_Written instruction:_ Render every line of the data below as a Markdown table with the columns Row and Line. Number the rows in order and omit blank lines.

'''

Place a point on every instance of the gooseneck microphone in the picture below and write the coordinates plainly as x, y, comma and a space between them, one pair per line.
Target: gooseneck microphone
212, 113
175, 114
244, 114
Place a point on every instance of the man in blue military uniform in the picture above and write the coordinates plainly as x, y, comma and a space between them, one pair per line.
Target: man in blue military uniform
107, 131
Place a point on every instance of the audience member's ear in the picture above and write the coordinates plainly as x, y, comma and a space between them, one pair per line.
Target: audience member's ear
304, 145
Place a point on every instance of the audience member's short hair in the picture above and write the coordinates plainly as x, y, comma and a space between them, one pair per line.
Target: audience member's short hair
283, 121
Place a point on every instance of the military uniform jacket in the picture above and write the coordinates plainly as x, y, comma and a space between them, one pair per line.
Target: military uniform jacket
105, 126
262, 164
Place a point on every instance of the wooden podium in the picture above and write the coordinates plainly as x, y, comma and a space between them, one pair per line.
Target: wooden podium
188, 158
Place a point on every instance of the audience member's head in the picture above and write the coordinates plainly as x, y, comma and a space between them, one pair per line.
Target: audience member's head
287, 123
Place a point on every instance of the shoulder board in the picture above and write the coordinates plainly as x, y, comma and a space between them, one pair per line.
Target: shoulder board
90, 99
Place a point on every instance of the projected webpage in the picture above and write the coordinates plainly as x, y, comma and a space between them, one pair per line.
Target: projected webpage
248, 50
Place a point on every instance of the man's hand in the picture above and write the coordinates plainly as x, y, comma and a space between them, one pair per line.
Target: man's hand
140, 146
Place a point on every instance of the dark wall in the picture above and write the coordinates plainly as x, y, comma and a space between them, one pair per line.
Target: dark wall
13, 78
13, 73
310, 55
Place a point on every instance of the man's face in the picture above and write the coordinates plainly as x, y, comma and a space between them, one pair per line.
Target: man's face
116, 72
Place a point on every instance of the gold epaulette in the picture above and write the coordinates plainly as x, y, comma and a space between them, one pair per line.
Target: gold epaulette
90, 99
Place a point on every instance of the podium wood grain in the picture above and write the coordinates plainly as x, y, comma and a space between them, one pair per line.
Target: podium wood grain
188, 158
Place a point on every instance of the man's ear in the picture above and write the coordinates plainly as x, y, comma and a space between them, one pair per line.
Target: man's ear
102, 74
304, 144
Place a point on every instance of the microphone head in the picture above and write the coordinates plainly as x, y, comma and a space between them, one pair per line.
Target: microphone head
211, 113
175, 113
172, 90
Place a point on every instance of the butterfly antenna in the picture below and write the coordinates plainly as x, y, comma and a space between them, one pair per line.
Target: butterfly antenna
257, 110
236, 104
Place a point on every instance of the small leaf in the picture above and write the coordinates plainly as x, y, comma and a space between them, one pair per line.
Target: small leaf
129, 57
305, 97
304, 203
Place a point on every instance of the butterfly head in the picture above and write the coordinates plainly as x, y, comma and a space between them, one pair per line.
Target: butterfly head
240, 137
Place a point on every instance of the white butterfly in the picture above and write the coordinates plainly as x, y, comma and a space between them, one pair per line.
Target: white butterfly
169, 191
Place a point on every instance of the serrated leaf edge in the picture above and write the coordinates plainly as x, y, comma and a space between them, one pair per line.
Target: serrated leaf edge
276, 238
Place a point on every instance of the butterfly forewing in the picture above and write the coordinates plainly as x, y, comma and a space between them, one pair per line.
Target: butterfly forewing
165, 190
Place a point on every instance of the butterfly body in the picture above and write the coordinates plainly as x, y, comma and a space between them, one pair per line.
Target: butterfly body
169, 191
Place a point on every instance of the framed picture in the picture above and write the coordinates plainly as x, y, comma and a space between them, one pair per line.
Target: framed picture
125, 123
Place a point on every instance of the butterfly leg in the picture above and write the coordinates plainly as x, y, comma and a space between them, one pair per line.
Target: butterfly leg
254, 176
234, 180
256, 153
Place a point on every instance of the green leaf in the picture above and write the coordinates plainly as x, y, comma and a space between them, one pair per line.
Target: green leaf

'''

_Result for this task:_
| Row | Line |
|---|---|
| 1 | Place a point on every instance of the gooseneck microphone in the picture below and write the coordinates plainly as x, y, comma and a space between them, one pair per line. |
| 2 | Target: gooseneck microphone |
| 3 | 212, 113 |
| 4 | 175, 114 |
| 5 | 244, 114 |
| 6 | Place a point on every instance of the man in blue military uniform in the picture above and write the coordinates plainly as x, y, comma and a space between them, one pair per line. |
| 7 | Target: man in blue military uniform |
| 8 | 107, 131 |
| 9 | Place a point on every instance of the audience member's ear in the picture above and write the coordinates plainly as x, y, comma and a space between them, one pair per line. |
| 10 | Target: audience member's ear |
| 11 | 304, 145 |
| 12 | Place a point on every instance of the audience member's short hair in the picture above and write the coordinates plainly as x, y, comma and a space between them, one pair per line. |
| 13 | Target: audience member's short hair |
| 14 | 283, 121 |
| 15 | Place a point on every instance of the military uniform jacket in the picture above and write the coordinates plainly as x, y, comma and a space between them, one pair per line. |
| 16 | Target: military uniform jacket |
| 17 | 105, 126 |
| 18 | 262, 164 |
| 19 | Place a point on every instance of the wooden podium in the picture above and write the coordinates plainly as x, y, comma and a space between them, one pair per line. |
| 20 | Target: wooden podium |
| 21 | 188, 158 |
| 22 | Place a point on every instance of the audience member's head in the picture above and write the coordinates plainly as x, y, comma and a space between them, one pair per line. |
| 23 | Target: audience member's head |
| 24 | 287, 123 |
| 25 | Place a point on every instance of the shoulder board in the picture above and write the coordinates plainly as x, y, comma and a space between them, one pair per line. |
| 26 | Target: shoulder board |
| 27 | 90, 99 |
| 28 | Place a point on every instance of the projected webpage in the picture above and write the coordinates plainly as x, y, comma and a space between them, one pair per line. |
| 29 | Target: projected webpage |
| 30 | 248, 50 |
| 31 | Place a point on every instance of the man's hand in the picture above and write the coordinates plainly as x, y, comma and a space between them, one pair per line. |
| 32 | Target: man's hand |
| 33 | 140, 146 |
| 34 | Place a point on every instance of the dark wall in the picture above and write the coordinates plainly as x, y, comma and a space between them, one pair per line. |
| 35 | Target: dark wall |
| 36 | 13, 78 |
| 37 | 13, 73 |
| 38 | 310, 55 |
| 39 | Place a point on every instance of the man's face in the picture above and write the coordinates plainly as x, y, comma and a space between them, one pair per line. |
| 40 | Target: man's face |
| 41 | 116, 72 |
| 42 | Place a point on every instance of the gold epaulette in the picture above and write the coordinates plainly as x, y, comma and a space between them, one pair per line. |
| 43 | Target: gold epaulette |
| 44 | 90, 99 |
| 45 | Place a point on every instance of the podium wood grain in the picture above and write the coordinates plainly as x, y, comma and a space between them, one pair per line. |
| 46 | Target: podium wood grain |
| 47 | 188, 158 |
| 48 | Place a point on every instance of the man's ear in the picture above and write the coordinates plainly as x, y, comma and a space between them, one pair per line. |
| 49 | Target: man's ear |
| 50 | 102, 74 |
| 51 | 304, 144 |
| 52 | Place a point on every instance of the microphone head in the picture above and write the coordinates plainly as x, y, comma and a space between them, one pair per line. |
| 53 | Target: microphone head |
| 54 | 211, 113 |
| 55 | 175, 113 |
| 56 | 172, 90 |
| 57 | Place a point on every instance of the butterfly antenna in the picture below and write the coordinates plainly as x, y, comma and a space between them, one pair per line. |
| 58 | Target: butterfly antenna |
| 59 | 257, 110 |
| 60 | 236, 104 |
| 61 | Place a point on every instance of the small leaf in the picture above and write the coordinates plainly as x, y, comma and a space between them, one pair per line. |
| 62 | Target: small leaf |
| 63 | 129, 57 |
| 64 | 305, 97 |
| 65 | 304, 203 |
| 66 | Place a point on every instance of the butterfly head in the picture above and write the coordinates plainly as x, y, comma and a space between them, one pair per line. |
| 67 | Target: butterfly head |
| 68 | 240, 137 |
| 69 | Place a point on every instance of the white butterfly in the picture above and write the coordinates plainly as x, y, comma and a space between them, one pair per line. |
| 70 | Target: white butterfly |
| 71 | 169, 191 |
| 72 | Place a point on every instance of the serrated leaf edge in the picture above and write the coordinates plainly as x, y, comma and a space between them, one pair per line. |
| 73 | Target: serrated leaf edge |
| 74 | 276, 238 |
| 75 | Place a point on every instance of the butterfly forewing in the picture above and write the coordinates plainly as x, y, comma and a space between them, one pair per line. |
| 76 | Target: butterfly forewing |
| 77 | 165, 190 |
| 78 | Place a point on every instance of the butterfly body in the picture above and write the coordinates plainly as x, y, comma and a space between them, one pair per line. |
| 79 | Target: butterfly body |
| 80 | 169, 191 |
| 81 | Place a point on every instance of the framed picture in the picture above and write the coordinates plainly as x, y, comma and a space between them, one pair per line. |
| 82 | Target: framed picture |
| 83 | 125, 123 |
| 84 | Place a point on every instance of the butterfly leg in the picture above and write the coordinates plainly as x, y, comma and a space between them, one pair per line. |
| 85 | Target: butterfly leg |
| 86 | 254, 176 |
| 87 | 234, 180 |
| 88 | 256, 153 |
| 89 | Place a point on every instance of the green leaf in the picture above and write the coordinates plainly as x, y, comma and a space between them, one pair per line. |
| 90 | Target: green leaf |